Records excerpted from a collection
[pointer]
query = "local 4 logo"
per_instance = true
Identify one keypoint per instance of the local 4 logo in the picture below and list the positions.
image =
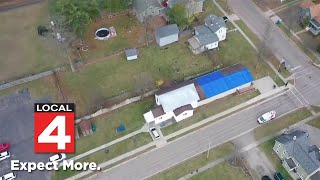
(54, 127)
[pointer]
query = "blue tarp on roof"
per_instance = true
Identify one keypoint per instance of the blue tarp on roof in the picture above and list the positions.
(216, 83)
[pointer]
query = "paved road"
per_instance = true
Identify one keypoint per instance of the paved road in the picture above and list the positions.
(197, 142)
(305, 93)
(16, 122)
(307, 76)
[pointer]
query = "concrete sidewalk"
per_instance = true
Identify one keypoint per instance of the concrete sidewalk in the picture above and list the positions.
(246, 148)
(229, 111)
(143, 129)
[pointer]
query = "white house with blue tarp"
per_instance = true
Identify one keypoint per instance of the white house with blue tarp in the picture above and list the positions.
(178, 103)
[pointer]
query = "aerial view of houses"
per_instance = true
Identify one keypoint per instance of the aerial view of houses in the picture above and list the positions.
(160, 89)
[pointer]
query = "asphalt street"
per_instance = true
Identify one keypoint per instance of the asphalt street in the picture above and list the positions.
(307, 76)
(16, 122)
(198, 142)
(305, 93)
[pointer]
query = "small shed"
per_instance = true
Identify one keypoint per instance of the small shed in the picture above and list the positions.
(167, 34)
(131, 54)
(85, 128)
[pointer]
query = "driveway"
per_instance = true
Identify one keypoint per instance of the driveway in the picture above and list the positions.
(16, 122)
(258, 163)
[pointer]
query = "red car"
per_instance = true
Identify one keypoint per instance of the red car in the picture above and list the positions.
(4, 146)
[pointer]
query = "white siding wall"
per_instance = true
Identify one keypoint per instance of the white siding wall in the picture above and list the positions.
(221, 33)
(183, 115)
(168, 40)
(209, 100)
(164, 117)
(212, 45)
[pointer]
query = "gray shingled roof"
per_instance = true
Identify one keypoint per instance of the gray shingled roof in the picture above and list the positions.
(131, 52)
(214, 22)
(141, 5)
(300, 149)
(167, 30)
(206, 39)
(203, 29)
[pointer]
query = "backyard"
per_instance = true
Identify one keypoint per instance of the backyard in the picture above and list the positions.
(23, 51)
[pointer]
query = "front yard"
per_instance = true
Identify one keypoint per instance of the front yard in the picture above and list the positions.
(281, 123)
(210, 109)
(195, 163)
(108, 153)
(131, 116)
(274, 159)
(222, 171)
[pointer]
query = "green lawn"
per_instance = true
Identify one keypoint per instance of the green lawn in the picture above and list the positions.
(281, 123)
(131, 116)
(23, 51)
(315, 123)
(40, 88)
(114, 151)
(129, 34)
(222, 171)
(274, 159)
(210, 109)
(195, 163)
(116, 76)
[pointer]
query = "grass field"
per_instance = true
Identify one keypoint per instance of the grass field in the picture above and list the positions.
(22, 51)
(222, 171)
(131, 116)
(210, 109)
(315, 123)
(113, 151)
(130, 33)
(41, 88)
(274, 159)
(117, 76)
(195, 163)
(281, 123)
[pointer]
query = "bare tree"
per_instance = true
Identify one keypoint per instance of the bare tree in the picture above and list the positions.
(263, 51)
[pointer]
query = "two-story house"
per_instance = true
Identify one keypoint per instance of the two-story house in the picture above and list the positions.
(310, 11)
(298, 157)
(208, 36)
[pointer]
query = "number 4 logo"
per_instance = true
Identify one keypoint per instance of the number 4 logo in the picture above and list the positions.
(61, 138)
(54, 128)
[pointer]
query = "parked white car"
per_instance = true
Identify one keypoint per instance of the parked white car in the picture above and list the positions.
(8, 176)
(267, 117)
(4, 155)
(58, 157)
(154, 133)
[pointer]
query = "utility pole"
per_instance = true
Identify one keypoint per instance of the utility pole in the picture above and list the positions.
(209, 147)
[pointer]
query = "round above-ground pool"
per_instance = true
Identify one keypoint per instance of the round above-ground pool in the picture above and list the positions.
(102, 34)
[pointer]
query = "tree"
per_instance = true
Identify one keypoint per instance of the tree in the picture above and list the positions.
(263, 52)
(115, 5)
(178, 14)
(76, 13)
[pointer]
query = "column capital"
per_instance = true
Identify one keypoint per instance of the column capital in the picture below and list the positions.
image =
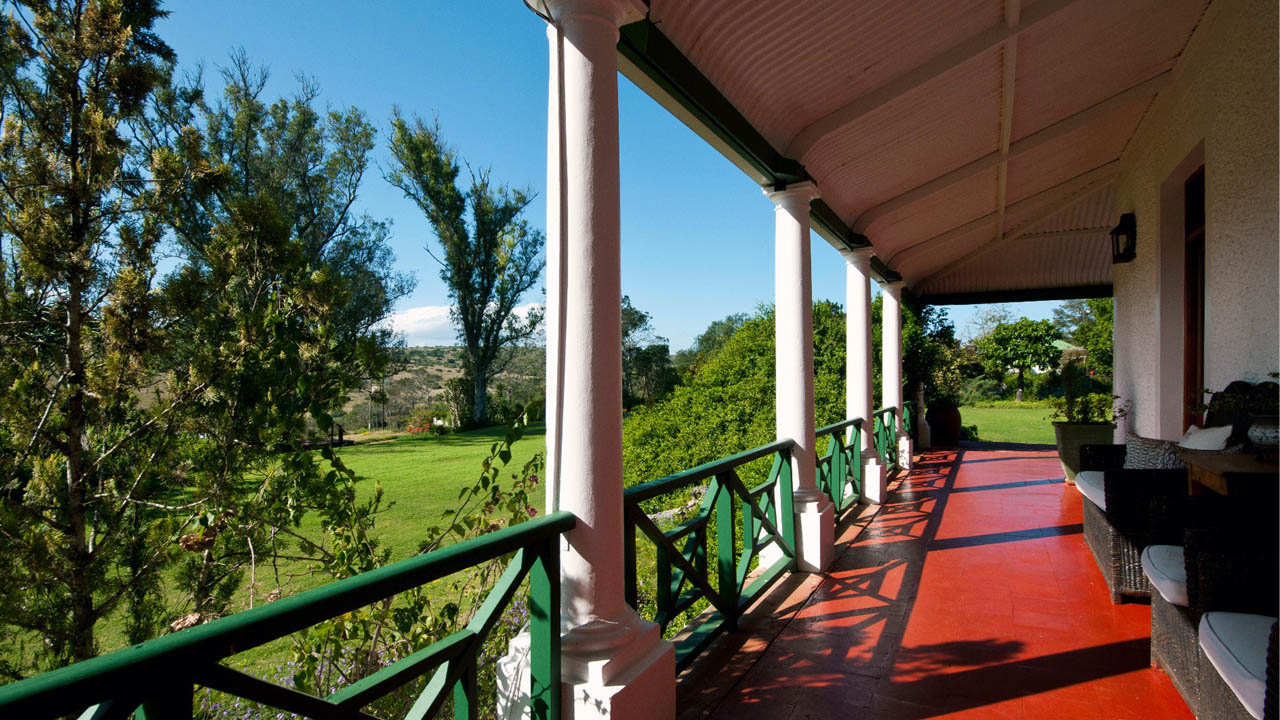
(616, 12)
(894, 287)
(860, 258)
(794, 196)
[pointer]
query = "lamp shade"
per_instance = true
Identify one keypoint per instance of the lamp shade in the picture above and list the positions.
(1124, 238)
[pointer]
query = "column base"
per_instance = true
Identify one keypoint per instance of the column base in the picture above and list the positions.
(873, 479)
(905, 450)
(611, 671)
(816, 532)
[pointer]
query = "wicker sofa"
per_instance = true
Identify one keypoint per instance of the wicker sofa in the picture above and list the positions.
(1118, 509)
(1127, 509)
(1226, 565)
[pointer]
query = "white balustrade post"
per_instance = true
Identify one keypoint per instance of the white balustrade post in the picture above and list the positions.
(615, 664)
(891, 365)
(794, 372)
(858, 367)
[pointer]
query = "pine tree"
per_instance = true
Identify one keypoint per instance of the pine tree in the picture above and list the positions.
(83, 434)
(488, 260)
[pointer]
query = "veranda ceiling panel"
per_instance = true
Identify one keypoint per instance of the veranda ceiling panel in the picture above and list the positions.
(958, 136)
(786, 64)
(932, 130)
(922, 260)
(1092, 50)
(1077, 153)
(958, 205)
(1028, 264)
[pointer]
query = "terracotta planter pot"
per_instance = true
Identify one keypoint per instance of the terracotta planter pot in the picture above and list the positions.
(944, 422)
(1072, 436)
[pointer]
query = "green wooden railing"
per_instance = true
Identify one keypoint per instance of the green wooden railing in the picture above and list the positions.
(681, 574)
(158, 678)
(840, 472)
(886, 436)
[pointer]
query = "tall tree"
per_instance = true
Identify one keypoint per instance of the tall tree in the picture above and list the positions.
(85, 436)
(647, 369)
(1022, 345)
(278, 305)
(1091, 324)
(489, 256)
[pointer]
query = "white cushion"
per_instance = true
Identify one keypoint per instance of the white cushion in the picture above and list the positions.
(1206, 438)
(1091, 484)
(1165, 566)
(1237, 646)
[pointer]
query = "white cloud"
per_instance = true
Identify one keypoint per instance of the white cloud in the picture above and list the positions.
(430, 324)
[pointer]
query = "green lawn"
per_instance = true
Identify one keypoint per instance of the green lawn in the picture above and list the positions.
(421, 477)
(1010, 424)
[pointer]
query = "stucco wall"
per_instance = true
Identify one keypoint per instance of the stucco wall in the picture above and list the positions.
(1221, 106)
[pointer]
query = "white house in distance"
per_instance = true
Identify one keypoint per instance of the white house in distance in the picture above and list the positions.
(961, 151)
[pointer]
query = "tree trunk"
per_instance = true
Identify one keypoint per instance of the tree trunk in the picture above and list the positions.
(81, 639)
(479, 409)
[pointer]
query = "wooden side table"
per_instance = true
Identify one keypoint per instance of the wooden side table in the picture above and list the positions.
(1228, 473)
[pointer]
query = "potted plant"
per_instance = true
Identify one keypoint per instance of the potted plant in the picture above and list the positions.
(1080, 418)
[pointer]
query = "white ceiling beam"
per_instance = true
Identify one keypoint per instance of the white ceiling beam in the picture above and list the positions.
(1050, 203)
(1008, 85)
(958, 54)
(1143, 90)
(1061, 235)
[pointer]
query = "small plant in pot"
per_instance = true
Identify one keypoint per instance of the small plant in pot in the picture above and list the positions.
(1080, 418)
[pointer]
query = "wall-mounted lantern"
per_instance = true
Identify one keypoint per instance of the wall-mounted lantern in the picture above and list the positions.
(1124, 238)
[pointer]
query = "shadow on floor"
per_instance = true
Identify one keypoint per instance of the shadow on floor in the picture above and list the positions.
(839, 643)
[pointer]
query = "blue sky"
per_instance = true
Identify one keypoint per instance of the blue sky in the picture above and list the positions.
(696, 233)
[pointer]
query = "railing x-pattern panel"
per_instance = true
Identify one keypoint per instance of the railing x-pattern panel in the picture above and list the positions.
(158, 678)
(840, 470)
(886, 436)
(681, 552)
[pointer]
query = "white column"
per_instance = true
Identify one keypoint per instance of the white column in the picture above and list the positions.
(891, 365)
(858, 365)
(615, 664)
(794, 372)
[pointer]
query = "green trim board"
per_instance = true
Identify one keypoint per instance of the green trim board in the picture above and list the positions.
(649, 59)
(654, 55)
(1025, 295)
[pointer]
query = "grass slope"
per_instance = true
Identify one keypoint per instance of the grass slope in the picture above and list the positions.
(421, 477)
(1010, 424)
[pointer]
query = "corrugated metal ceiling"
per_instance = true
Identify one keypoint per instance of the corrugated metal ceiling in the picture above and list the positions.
(897, 110)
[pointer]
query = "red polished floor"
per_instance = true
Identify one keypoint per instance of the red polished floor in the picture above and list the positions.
(969, 593)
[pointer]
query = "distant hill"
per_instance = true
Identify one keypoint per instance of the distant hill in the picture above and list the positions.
(420, 377)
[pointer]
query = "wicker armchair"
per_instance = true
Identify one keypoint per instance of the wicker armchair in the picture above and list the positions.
(1141, 506)
(1229, 563)
(1148, 506)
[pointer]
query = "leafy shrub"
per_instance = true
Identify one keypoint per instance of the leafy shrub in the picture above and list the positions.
(728, 404)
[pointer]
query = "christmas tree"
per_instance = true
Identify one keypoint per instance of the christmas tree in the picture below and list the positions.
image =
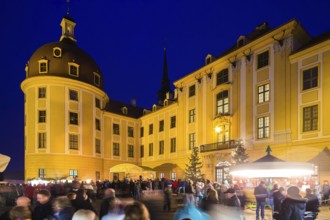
(239, 156)
(193, 169)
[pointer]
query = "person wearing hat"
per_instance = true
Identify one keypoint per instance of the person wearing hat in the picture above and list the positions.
(261, 193)
(293, 206)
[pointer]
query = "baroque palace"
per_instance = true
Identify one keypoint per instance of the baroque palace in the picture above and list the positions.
(270, 88)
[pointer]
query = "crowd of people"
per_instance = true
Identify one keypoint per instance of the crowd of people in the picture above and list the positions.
(202, 200)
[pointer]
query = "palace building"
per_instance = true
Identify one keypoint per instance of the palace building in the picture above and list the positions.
(269, 88)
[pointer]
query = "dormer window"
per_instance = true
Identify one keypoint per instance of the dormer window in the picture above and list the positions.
(97, 79)
(43, 66)
(57, 52)
(73, 69)
(209, 59)
(124, 110)
(240, 41)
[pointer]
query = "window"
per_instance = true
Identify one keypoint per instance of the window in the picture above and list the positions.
(191, 140)
(73, 141)
(310, 78)
(173, 122)
(42, 116)
(161, 125)
(97, 146)
(73, 94)
(173, 176)
(97, 175)
(263, 127)
(42, 173)
(73, 173)
(96, 79)
(73, 118)
(43, 66)
(116, 149)
(73, 70)
(161, 147)
(130, 131)
(130, 150)
(192, 90)
(310, 118)
(222, 102)
(98, 124)
(191, 115)
(263, 59)
(115, 128)
(97, 103)
(222, 77)
(141, 131)
(263, 93)
(142, 151)
(42, 140)
(173, 145)
(151, 149)
(42, 93)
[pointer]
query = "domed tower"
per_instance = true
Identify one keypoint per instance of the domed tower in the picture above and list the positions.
(64, 99)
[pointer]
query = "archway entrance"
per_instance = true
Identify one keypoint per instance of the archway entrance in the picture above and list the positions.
(222, 171)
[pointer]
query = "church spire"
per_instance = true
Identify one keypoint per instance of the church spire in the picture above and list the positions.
(165, 88)
(68, 24)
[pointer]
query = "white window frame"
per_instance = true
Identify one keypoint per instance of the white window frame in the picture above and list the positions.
(97, 79)
(73, 65)
(43, 61)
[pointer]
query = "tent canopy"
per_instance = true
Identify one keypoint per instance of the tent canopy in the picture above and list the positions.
(129, 168)
(322, 160)
(4, 161)
(270, 166)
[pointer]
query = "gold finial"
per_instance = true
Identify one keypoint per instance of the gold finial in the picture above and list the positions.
(67, 7)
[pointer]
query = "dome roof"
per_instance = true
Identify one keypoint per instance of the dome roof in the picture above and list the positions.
(58, 63)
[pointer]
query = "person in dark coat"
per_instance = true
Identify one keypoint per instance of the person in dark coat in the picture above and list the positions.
(233, 203)
(313, 202)
(43, 208)
(82, 201)
(261, 193)
(109, 194)
(62, 208)
(278, 196)
(293, 206)
(210, 200)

> Problem requirements
The answer should be a number alone: the count of lines in the records that hold the word "below".

> Exercise answer
3